**Records contained in a dataset**

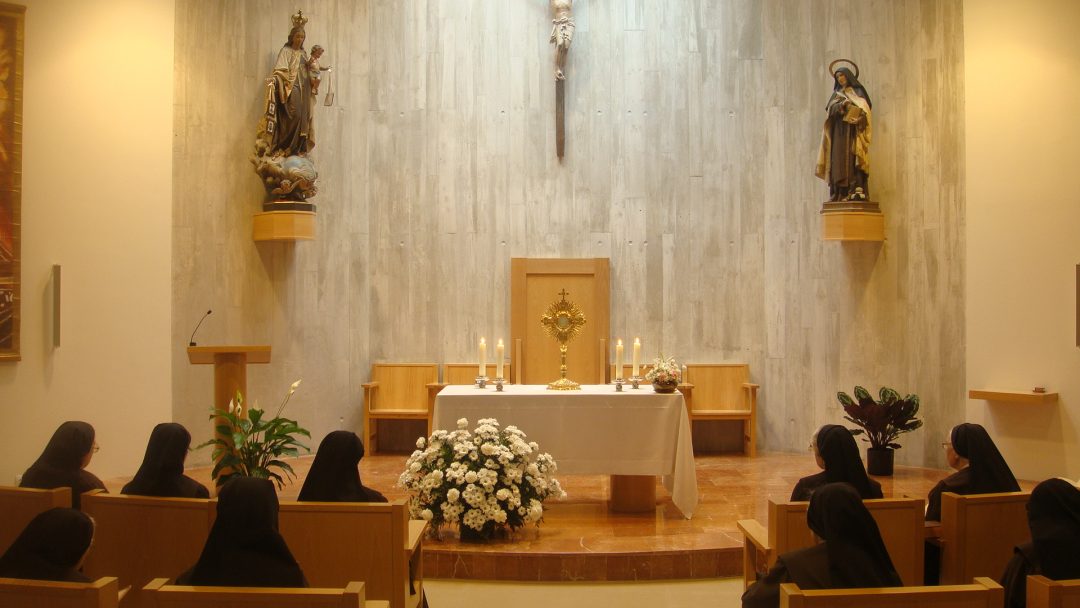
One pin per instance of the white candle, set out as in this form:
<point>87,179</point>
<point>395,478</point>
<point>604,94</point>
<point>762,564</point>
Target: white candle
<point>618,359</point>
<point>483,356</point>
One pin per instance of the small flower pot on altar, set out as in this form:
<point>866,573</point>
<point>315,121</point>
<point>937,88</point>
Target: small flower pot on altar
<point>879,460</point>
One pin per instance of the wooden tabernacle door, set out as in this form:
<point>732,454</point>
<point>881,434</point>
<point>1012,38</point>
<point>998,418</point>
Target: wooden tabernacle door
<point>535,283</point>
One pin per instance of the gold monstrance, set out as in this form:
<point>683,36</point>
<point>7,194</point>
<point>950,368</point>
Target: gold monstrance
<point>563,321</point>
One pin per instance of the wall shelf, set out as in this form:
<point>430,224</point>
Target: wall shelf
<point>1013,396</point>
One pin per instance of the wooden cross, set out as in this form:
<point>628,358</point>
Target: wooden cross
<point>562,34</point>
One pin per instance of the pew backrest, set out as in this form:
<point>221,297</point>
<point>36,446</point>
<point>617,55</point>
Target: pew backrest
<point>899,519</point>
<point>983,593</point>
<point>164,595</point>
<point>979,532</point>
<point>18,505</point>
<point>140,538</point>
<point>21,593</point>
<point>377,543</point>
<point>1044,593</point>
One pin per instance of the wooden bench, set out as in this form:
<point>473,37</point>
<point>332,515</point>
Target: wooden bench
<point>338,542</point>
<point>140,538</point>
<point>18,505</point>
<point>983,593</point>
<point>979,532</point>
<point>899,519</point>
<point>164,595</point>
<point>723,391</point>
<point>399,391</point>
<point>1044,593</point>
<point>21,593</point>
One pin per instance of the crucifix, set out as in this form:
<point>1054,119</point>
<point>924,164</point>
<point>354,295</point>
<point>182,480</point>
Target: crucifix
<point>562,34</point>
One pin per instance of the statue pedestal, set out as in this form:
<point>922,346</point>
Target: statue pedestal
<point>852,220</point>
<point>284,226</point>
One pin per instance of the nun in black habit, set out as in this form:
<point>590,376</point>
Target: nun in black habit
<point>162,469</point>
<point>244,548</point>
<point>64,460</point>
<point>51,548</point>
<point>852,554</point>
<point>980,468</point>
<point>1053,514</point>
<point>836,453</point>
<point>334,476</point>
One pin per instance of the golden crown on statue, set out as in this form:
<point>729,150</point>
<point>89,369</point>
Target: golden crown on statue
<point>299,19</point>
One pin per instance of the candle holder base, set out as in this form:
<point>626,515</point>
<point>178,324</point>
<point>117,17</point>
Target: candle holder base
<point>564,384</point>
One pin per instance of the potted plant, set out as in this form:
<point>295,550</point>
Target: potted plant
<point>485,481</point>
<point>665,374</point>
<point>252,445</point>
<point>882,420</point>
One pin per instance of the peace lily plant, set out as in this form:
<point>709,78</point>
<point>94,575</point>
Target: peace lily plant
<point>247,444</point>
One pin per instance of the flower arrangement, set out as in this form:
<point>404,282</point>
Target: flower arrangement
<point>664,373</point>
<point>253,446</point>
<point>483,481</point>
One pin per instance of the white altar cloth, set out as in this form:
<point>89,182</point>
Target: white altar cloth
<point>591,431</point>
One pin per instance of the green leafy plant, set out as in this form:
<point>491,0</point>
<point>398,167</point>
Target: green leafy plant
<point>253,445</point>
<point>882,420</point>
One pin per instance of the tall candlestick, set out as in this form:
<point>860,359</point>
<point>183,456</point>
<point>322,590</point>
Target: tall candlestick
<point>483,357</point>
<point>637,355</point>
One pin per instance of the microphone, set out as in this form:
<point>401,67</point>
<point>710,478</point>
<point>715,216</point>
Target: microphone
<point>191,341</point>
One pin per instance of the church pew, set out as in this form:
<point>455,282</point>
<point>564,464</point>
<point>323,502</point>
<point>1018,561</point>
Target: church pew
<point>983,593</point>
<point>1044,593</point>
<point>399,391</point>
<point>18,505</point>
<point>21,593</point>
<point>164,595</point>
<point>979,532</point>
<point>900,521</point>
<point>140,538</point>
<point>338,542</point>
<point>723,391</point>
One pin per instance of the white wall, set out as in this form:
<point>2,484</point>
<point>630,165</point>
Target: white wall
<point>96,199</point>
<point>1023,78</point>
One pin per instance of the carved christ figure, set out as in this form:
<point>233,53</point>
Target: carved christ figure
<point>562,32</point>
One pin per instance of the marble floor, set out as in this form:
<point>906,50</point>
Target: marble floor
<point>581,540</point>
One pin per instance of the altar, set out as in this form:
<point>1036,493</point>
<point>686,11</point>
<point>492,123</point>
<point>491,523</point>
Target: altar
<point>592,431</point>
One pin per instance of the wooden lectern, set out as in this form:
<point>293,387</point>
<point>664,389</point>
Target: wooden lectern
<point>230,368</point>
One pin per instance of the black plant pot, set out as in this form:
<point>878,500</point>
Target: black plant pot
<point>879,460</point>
==
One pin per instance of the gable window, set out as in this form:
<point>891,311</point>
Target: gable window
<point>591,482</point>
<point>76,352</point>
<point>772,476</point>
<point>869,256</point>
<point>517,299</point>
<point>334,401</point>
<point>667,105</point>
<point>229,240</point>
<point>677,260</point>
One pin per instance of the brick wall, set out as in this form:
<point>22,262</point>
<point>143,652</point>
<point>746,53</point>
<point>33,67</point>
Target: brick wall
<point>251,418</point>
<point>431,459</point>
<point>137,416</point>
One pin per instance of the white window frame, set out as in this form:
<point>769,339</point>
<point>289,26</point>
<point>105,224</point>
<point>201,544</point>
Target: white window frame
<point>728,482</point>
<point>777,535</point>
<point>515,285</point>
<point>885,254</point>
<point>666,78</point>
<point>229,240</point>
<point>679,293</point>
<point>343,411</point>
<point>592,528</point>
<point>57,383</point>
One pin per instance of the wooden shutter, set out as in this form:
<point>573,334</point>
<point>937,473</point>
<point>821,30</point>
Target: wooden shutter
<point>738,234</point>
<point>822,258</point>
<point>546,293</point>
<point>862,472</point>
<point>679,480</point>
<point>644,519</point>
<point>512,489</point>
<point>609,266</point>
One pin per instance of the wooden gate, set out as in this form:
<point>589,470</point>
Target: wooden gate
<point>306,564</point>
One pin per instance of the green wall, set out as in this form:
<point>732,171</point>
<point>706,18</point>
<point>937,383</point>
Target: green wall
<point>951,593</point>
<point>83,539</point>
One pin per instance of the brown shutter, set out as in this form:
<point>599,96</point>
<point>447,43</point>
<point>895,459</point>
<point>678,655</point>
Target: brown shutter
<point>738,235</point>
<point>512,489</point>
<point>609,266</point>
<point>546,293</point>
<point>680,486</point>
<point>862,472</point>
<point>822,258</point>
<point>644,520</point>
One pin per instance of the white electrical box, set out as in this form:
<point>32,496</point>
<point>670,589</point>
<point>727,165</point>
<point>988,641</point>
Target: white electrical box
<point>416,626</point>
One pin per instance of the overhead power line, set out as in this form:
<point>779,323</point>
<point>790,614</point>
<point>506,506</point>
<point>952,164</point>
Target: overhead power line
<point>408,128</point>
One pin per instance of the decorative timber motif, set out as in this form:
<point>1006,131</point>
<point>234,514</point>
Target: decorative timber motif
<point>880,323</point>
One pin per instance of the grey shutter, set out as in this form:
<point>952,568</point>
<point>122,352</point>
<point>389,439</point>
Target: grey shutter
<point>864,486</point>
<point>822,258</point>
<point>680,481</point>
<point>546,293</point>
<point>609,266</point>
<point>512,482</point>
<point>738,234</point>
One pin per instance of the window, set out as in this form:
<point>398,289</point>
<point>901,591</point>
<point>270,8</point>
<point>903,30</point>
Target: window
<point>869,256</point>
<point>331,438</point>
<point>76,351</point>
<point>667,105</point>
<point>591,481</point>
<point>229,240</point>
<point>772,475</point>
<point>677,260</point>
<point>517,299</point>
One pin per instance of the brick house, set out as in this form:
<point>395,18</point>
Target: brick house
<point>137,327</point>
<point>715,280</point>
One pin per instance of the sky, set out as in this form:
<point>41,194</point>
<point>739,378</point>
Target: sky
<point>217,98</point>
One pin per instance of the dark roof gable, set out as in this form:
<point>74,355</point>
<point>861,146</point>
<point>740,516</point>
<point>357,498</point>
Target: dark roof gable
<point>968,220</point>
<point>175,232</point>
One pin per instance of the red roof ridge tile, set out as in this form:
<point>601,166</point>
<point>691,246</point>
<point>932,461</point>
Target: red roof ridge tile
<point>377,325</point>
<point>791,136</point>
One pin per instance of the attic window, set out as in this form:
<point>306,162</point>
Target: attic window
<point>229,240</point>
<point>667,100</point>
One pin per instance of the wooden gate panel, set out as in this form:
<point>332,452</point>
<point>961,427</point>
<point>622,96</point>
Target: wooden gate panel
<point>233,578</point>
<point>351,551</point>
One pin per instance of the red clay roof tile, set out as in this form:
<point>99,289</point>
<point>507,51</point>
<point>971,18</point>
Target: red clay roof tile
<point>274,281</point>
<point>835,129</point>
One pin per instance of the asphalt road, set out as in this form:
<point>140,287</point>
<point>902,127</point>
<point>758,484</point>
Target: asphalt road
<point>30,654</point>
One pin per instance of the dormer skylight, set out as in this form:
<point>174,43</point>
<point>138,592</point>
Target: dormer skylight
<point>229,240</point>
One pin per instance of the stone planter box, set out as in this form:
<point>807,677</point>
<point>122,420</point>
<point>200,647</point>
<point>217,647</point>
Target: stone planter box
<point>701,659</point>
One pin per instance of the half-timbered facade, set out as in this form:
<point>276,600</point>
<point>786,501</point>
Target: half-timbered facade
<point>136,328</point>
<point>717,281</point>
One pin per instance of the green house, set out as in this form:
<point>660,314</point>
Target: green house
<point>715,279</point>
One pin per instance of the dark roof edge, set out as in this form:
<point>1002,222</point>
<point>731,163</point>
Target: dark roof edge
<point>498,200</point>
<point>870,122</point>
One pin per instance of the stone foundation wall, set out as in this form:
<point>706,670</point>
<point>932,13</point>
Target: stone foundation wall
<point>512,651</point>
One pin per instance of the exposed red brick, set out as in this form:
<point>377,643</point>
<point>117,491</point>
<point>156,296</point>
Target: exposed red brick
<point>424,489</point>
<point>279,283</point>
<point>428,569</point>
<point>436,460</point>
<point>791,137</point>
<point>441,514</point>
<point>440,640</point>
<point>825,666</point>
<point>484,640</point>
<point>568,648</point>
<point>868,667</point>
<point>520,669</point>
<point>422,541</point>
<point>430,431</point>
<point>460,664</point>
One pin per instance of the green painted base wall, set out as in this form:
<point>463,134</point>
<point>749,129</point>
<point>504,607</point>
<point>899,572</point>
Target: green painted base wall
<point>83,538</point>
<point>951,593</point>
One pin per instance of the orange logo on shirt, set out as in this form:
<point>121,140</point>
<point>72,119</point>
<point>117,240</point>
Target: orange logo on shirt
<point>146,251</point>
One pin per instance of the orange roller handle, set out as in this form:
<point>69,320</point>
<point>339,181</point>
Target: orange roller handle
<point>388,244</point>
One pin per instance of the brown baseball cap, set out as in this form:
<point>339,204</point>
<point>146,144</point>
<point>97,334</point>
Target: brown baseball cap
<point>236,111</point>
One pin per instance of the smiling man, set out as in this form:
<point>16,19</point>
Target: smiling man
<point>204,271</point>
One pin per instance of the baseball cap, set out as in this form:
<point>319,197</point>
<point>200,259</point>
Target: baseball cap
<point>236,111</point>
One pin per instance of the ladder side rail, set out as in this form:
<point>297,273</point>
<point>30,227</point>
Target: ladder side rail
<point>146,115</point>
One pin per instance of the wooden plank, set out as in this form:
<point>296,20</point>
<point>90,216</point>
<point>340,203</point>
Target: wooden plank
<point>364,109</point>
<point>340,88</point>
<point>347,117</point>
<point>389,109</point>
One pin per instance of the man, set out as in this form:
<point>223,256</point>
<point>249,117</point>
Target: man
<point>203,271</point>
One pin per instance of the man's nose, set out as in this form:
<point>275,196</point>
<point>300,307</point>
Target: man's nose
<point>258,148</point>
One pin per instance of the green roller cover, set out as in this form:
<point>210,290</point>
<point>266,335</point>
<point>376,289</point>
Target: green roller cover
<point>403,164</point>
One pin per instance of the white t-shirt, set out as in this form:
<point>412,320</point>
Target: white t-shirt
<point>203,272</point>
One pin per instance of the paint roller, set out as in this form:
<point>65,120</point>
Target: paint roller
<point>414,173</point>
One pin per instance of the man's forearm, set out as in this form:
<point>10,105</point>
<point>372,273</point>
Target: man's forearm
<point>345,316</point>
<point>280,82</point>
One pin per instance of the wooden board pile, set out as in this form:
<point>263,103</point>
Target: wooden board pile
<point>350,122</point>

**What you need to do**
Repeat the data above word for word, from the line that contains "One pin per instance of the exposed" through the line that contains "<point>436,460</point>", including both of those lines.

**Completed exercise**
One pin per instance of the exposed red brick, set out as in this form:
<point>377,643</point>
<point>117,491</point>
<point>156,296</point>
Target: exposed red brick
<point>424,489</point>
<point>279,283</point>
<point>428,569</point>
<point>436,460</point>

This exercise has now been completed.